[Provided data Boundary: Start]

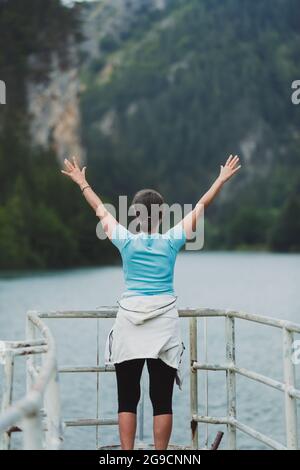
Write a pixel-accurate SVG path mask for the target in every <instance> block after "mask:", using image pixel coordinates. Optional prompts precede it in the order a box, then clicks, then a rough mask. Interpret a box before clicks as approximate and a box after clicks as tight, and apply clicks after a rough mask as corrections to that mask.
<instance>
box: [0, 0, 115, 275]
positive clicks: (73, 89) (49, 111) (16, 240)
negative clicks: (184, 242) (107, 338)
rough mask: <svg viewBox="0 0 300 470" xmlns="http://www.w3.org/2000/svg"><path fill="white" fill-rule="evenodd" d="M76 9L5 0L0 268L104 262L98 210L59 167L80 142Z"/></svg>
mask: <svg viewBox="0 0 300 470" xmlns="http://www.w3.org/2000/svg"><path fill="white" fill-rule="evenodd" d="M79 35H80V30H79V27H78V16H77V12H76V10H75V9H69V8H64V7H63V6H62V5H61V3H60V1H59V0H43V1H41V0H26V2H25V1H24V0H9V1H1V2H0V44H1V49H0V79H1V80H5V83H6V88H7V104H6V105H1V106H0V187H1V191H0V269H19V268H31V269H32V268H51V267H62V266H63V267H67V266H74V265H78V264H91V263H100V262H101V261H105V259H107V257H109V256H111V252H110V251H109V250H108V249H107V248H105V247H103V249H102V251H101V252H100V251H99V245H98V243H97V240H96V238H95V216H94V214H93V213H92V211H89V209H88V208H87V207H86V204H85V203H84V201H83V200H82V197H81V194H80V192H78V190H77V188H75V187H73V185H72V184H71V183H70V182H69V181H67V180H66V179H64V178H63V177H62V175H61V174H60V173H59V165H58V161H57V160H58V159H59V158H62V155H63V154H64V153H66V152H68V153H69V152H71V150H73V149H77V148H78V146H79V143H78V142H79V141H78V137H77V136H78V130H79V129H77V126H78V119H79V116H78V115H79V112H78V111H79V108H78V105H77V94H78V92H77V91H76V88H77V81H76V80H77V79H76V70H75V68H74V54H75V55H76V53H77V52H76V50H77V44H78V43H77V36H79Z"/></svg>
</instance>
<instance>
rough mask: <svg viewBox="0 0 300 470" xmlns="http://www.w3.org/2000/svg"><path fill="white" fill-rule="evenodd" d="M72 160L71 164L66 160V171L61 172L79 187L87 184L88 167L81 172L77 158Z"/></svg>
mask: <svg viewBox="0 0 300 470" xmlns="http://www.w3.org/2000/svg"><path fill="white" fill-rule="evenodd" d="M72 160H73V163H71V162H70V161H69V160H68V159H67V158H65V160H64V164H65V170H61V172H62V173H63V174H64V175H66V176H68V177H69V178H71V180H72V181H74V183H77V184H78V185H79V186H83V185H85V184H87V181H86V179H85V170H86V167H85V166H84V167H83V168H82V170H81V169H80V168H79V165H78V163H77V160H76V158H75V157H72Z"/></svg>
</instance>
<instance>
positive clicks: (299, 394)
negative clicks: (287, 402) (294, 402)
mask: <svg viewBox="0 0 300 470" xmlns="http://www.w3.org/2000/svg"><path fill="white" fill-rule="evenodd" d="M288 394H289V395H290V396H291V397H295V398H298V399H299V400H300V390H298V389H297V388H293V387H291V388H289V389H288Z"/></svg>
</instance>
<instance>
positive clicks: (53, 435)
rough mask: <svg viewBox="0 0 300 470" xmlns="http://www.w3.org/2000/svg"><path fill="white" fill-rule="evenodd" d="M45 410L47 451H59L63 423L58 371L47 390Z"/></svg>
mask: <svg viewBox="0 0 300 470" xmlns="http://www.w3.org/2000/svg"><path fill="white" fill-rule="evenodd" d="M44 409H45V411H46V424H47V428H46V449H47V450H56V449H59V448H60V447H61V445H62V441H63V429H62V422H61V410H60V395H59V377H58V372H57V369H56V370H54V371H53V372H52V374H51V377H50V380H49V383H48V385H47V387H46V390H45V397H44Z"/></svg>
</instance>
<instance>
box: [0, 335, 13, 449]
mask: <svg viewBox="0 0 300 470" xmlns="http://www.w3.org/2000/svg"><path fill="white" fill-rule="evenodd" d="M2 354H3V361H4V381H3V393H2V403H1V413H4V411H5V410H7V409H8V407H9V406H10V405H11V404H12V394H13V375H14V354H13V352H12V351H9V350H7V349H6V350H5V346H4V342H3V352H2ZM9 448H10V435H9V434H8V433H7V432H4V433H3V434H2V436H1V438H0V449H1V450H9Z"/></svg>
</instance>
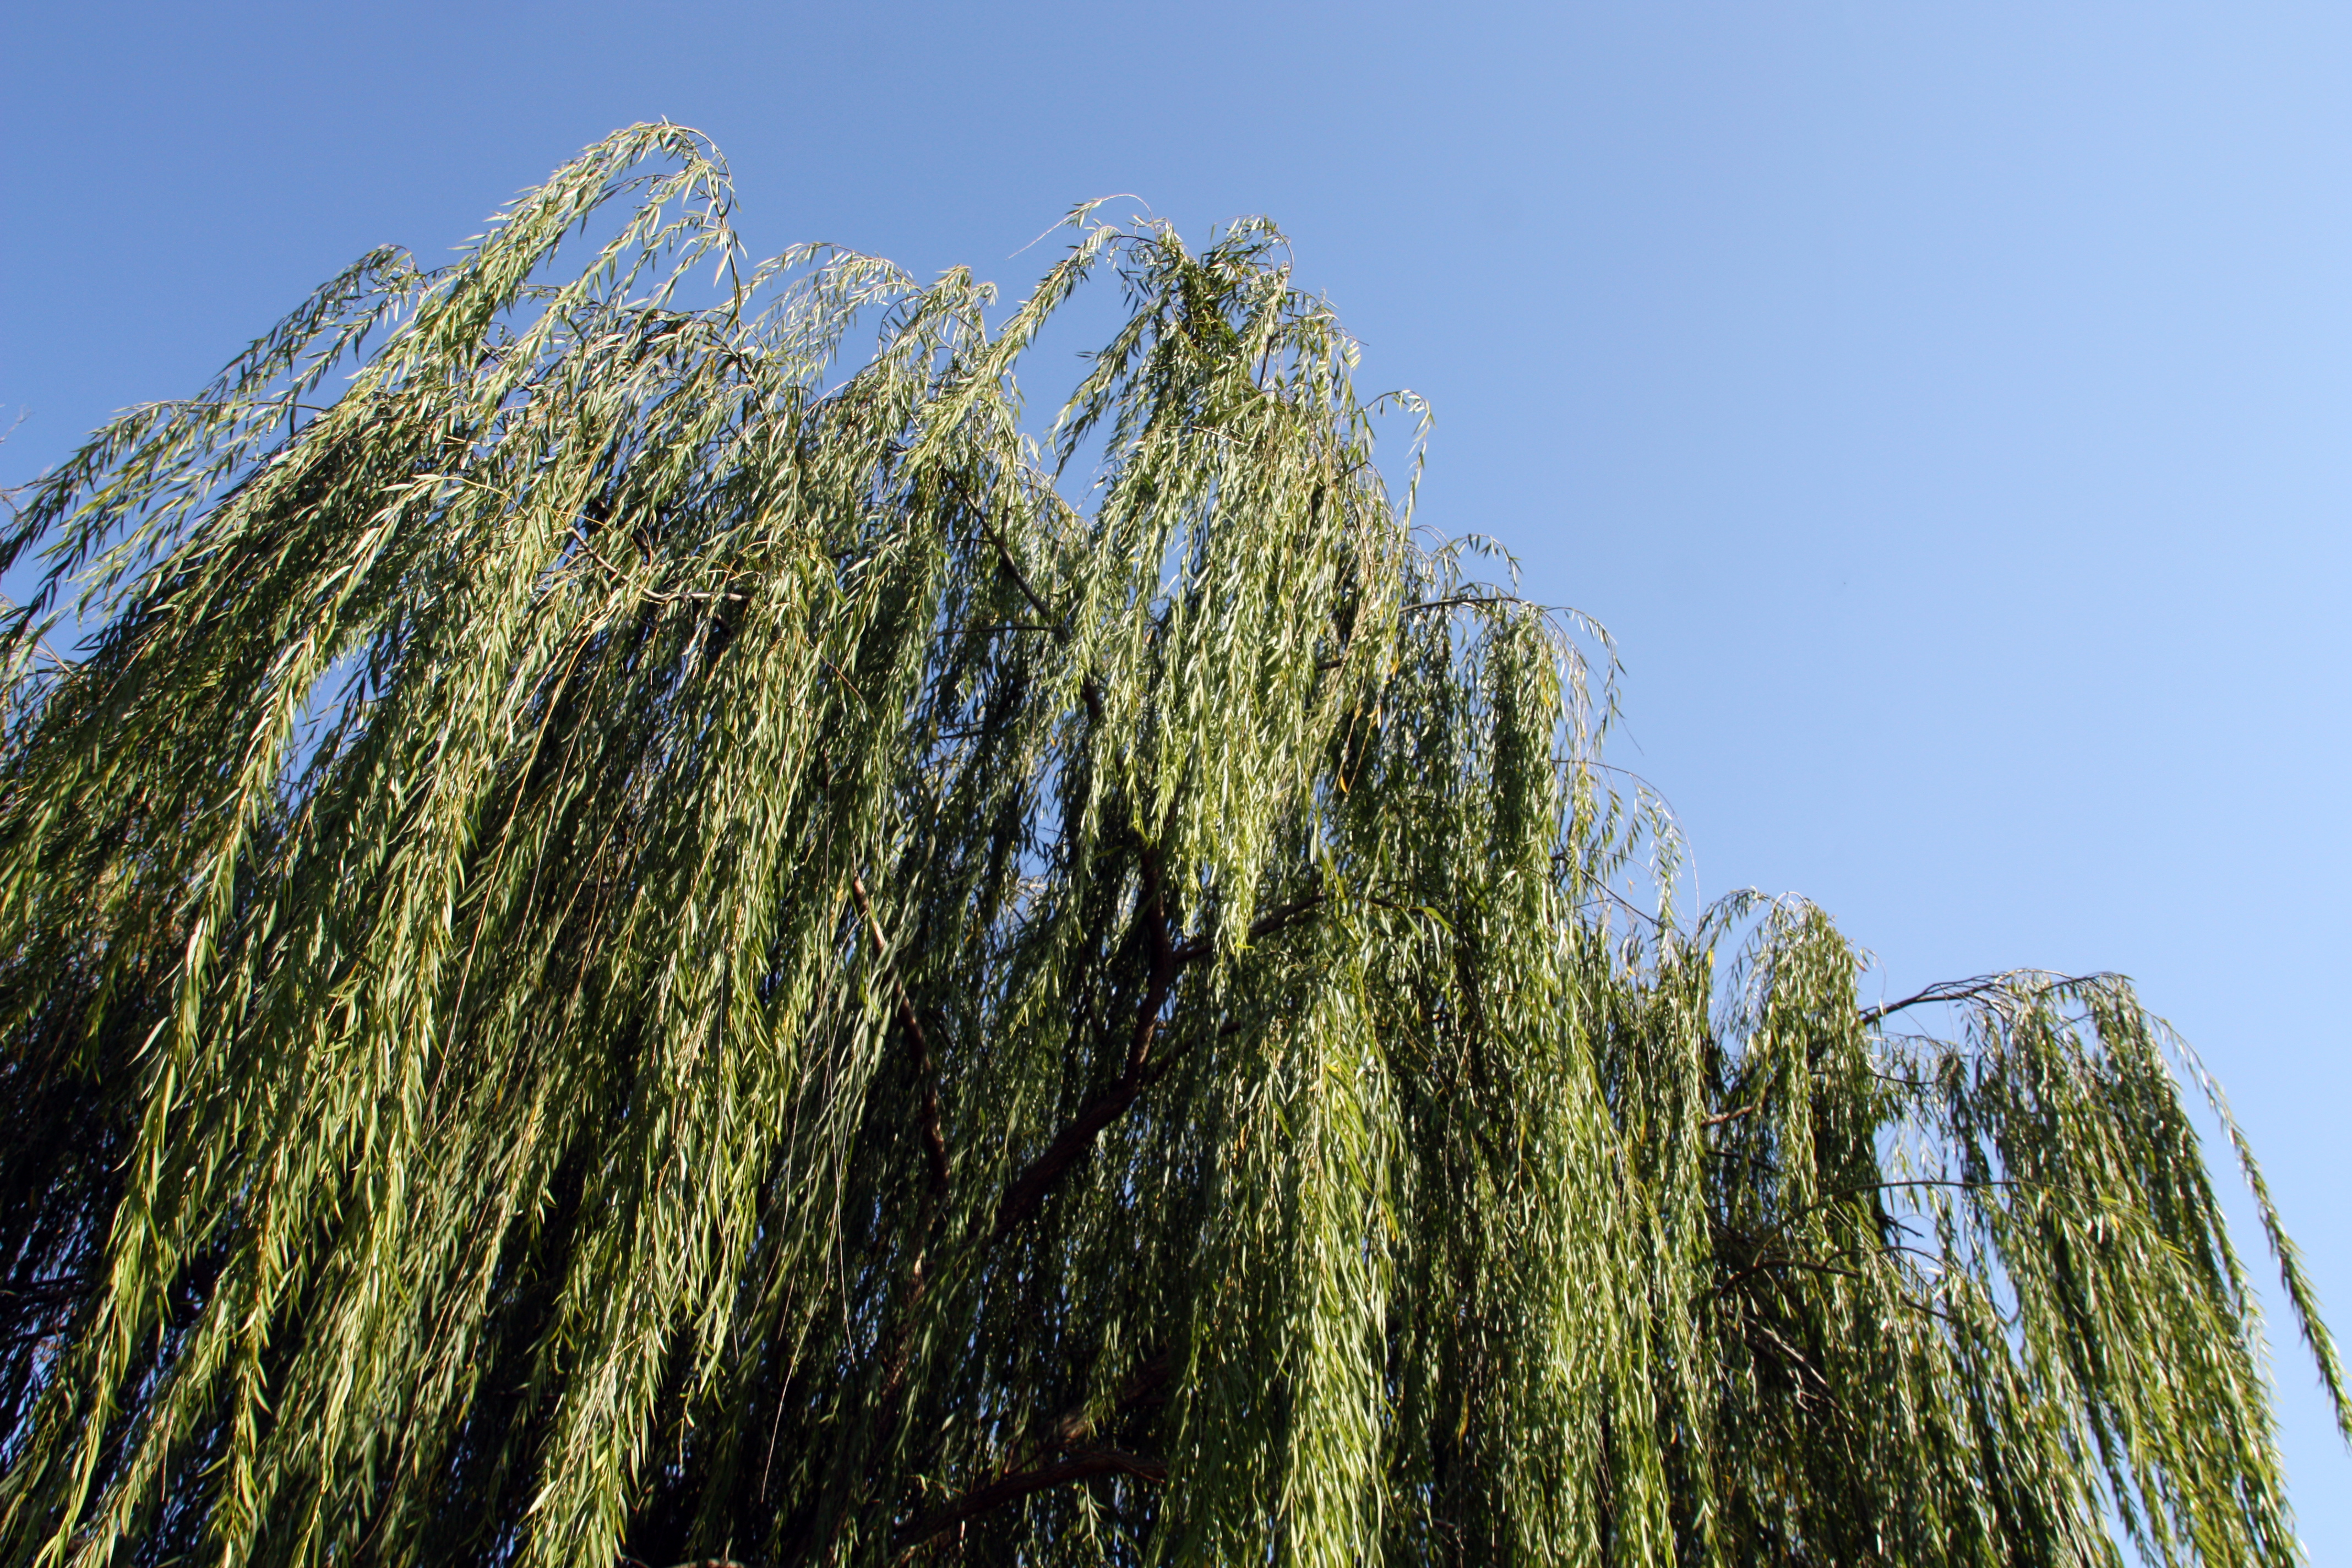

[Provided data Boundary: End]

= Work to be completed =
Could every record be given again exactly, with its pictures left out?

= Output of the exercise =
Write a pixel-accurate SVG path mask for the target in every <instance> block after "mask:", using image pixel coordinates. Optional prompts precede it in the order a box, then clicks, then a rough mask. Interpret a box before clicks as approximate and a box after clicks as tight, and apply clicks after a rough mask as corrections to that mask.
<instance>
box: [0, 0, 115, 275]
positive clicks: (73, 89) (49, 111) (16, 240)
negative clicks: (184, 242) (107, 338)
rough mask: <svg viewBox="0 0 300 470" xmlns="http://www.w3.org/2000/svg"><path fill="white" fill-rule="evenodd" d="M76 9L5 0L0 268L104 262L98 210L59 167L80 142Z"/></svg>
mask: <svg viewBox="0 0 300 470" xmlns="http://www.w3.org/2000/svg"><path fill="white" fill-rule="evenodd" d="M79 35H80V30H79V27H78V16H77V12H76V10H75V9H69V8H64V7H63V6H62V5H61V3H60V1H59V0H43V1H41V0H26V2H25V1H24V0H9V1H1V2H0V44H1V49H0V79H1V80H5V83H6V88H7V104H6V105H1V106H0V187H1V191H0V269H19V268H31V269H32V268H51V267H62V266H63V267H67V266H74V265H78V264H91V263H100V262H101V261H105V259H107V257H109V256H111V252H110V251H109V250H108V249H107V248H105V247H103V249H102V251H101V252H100V251H99V245H98V243H97V240H96V238H95V216H94V214H93V213H92V211H89V209H88V208H87V207H86V204H85V203H84V201H83V200H82V197H81V194H80V192H78V190H77V188H75V187H73V185H72V184H71V183H70V182H69V181H67V180H66V179H64V178H63V177H62V175H61V174H60V173H59V165H58V161H57V160H58V159H59V158H62V155H63V154H64V153H66V152H68V153H69V152H71V150H73V149H77V148H78V146H79V143H78V142H79V141H78V137H77V136H78V130H79V129H77V126H78V119H79V116H78V115H79V112H78V111H79V108H78V105H77V94H78V92H77V91H76V88H77V81H76V80H77V79H76V70H75V68H74V54H75V55H76V53H77V52H76V50H77V44H78V43H77V36H79Z"/></svg>
</instance>
<instance>
rough mask: <svg viewBox="0 0 300 470" xmlns="http://www.w3.org/2000/svg"><path fill="white" fill-rule="evenodd" d="M72 160L71 164L66 160V171L61 172L79 187L87 184L88 167L81 172L77 158Z"/></svg>
mask: <svg viewBox="0 0 300 470" xmlns="http://www.w3.org/2000/svg"><path fill="white" fill-rule="evenodd" d="M72 160H73V163H71V162H70V161H69V160H68V159H67V158H65V160H64V164H65V170H61V172H62V173H63V174H64V175H66V176H68V177H69V178H71V180H72V181H74V183H77V184H78V185H79V186H83V185H85V184H87V181H86V179H85V170H86V167H85V166H84V167H83V168H82V170H81V169H80V168H79V165H78V163H77V160H76V158H75V157H72Z"/></svg>
</instance>
<instance>
positive clicks: (299, 394)
negative clicks: (287, 402) (294, 402)
mask: <svg viewBox="0 0 300 470" xmlns="http://www.w3.org/2000/svg"><path fill="white" fill-rule="evenodd" d="M288 394H289V395H290V396H291V397H295V398H298V399H299V400H300V390H298V389H297V388H293V387H291V388H289V389H288Z"/></svg>
</instance>
<instance>
positive clicks: (53, 435)
rough mask: <svg viewBox="0 0 300 470" xmlns="http://www.w3.org/2000/svg"><path fill="white" fill-rule="evenodd" d="M45 410L47 451H59L63 423L58 371L47 390Z"/></svg>
mask: <svg viewBox="0 0 300 470" xmlns="http://www.w3.org/2000/svg"><path fill="white" fill-rule="evenodd" d="M44 409H45V411H46V424H47V428H46V449H47V450H56V449H59V448H60V447H61V445H62V441H63V429H62V422H61V410H60V395H59V377H58V372H57V369H56V370H54V371H53V372H52V374H51V377H50V380H49V383H48V385H47V387H46V390H45V397H44Z"/></svg>
</instance>
<instance>
box: [0, 335, 13, 449]
mask: <svg viewBox="0 0 300 470" xmlns="http://www.w3.org/2000/svg"><path fill="white" fill-rule="evenodd" d="M2 354H3V361H4V381H3V393H2V403H1V413H4V411H5V410H7V409H8V407H9V406H10V405H11V404H12V394H13V375H14V354H13V352H12V351H9V350H7V349H6V350H5V346H4V342H3V352H2ZM9 448H10V435H9V434H8V433H7V432H4V433H3V434H2V436H1V438H0V449H1V450H9Z"/></svg>
</instance>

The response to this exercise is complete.